Work to be completed: Reproduce the records starting at the line that contains "For the wildlife monitoring study, find the green" and ending at the line that contains "xmin=587 ymin=0 xmax=1024 ymax=222", replacing "green foliage" with "leafy canopy" and leaving everything else unchanged.

Supplied data:
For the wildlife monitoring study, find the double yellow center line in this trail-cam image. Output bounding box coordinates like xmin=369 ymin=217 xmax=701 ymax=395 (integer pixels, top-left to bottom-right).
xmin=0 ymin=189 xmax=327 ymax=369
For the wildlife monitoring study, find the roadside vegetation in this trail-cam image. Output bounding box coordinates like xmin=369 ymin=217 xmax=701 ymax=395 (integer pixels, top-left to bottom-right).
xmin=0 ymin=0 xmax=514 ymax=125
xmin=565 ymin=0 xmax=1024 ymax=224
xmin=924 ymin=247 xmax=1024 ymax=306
==
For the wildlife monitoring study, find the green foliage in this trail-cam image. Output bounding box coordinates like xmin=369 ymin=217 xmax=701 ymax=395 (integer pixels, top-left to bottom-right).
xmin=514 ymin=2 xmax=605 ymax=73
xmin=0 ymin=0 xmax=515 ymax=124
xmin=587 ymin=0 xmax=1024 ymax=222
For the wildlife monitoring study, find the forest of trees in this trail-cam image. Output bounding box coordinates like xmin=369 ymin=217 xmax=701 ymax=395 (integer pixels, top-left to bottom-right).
...
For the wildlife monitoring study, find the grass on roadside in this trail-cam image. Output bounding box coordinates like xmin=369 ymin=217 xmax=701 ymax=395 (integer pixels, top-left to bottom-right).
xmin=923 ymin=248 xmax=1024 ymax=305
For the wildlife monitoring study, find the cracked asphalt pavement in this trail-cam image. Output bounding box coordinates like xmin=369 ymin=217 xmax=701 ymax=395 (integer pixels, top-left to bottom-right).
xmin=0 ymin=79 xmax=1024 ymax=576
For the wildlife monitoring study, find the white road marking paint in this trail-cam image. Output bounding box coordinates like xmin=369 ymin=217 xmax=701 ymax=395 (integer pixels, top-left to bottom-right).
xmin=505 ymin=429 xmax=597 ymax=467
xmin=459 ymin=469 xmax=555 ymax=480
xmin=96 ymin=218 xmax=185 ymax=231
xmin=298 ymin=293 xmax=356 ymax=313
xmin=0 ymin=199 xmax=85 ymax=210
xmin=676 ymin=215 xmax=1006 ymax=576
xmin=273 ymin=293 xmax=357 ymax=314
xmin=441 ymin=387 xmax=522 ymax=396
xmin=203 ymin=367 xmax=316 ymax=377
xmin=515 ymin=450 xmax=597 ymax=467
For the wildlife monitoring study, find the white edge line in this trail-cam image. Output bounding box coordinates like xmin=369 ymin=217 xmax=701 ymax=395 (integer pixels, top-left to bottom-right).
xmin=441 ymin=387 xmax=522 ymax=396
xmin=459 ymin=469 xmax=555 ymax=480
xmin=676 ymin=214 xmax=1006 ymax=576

Written solution:
For the wildlife monitoring study, find the leafy canopy in this trail-cam image. Output bounding box coordinates like xmin=369 ymin=217 xmax=701 ymax=395 (integer pixels, top-left to bottom-right).
xmin=514 ymin=2 xmax=605 ymax=73
xmin=0 ymin=0 xmax=515 ymax=124
xmin=587 ymin=0 xmax=1024 ymax=222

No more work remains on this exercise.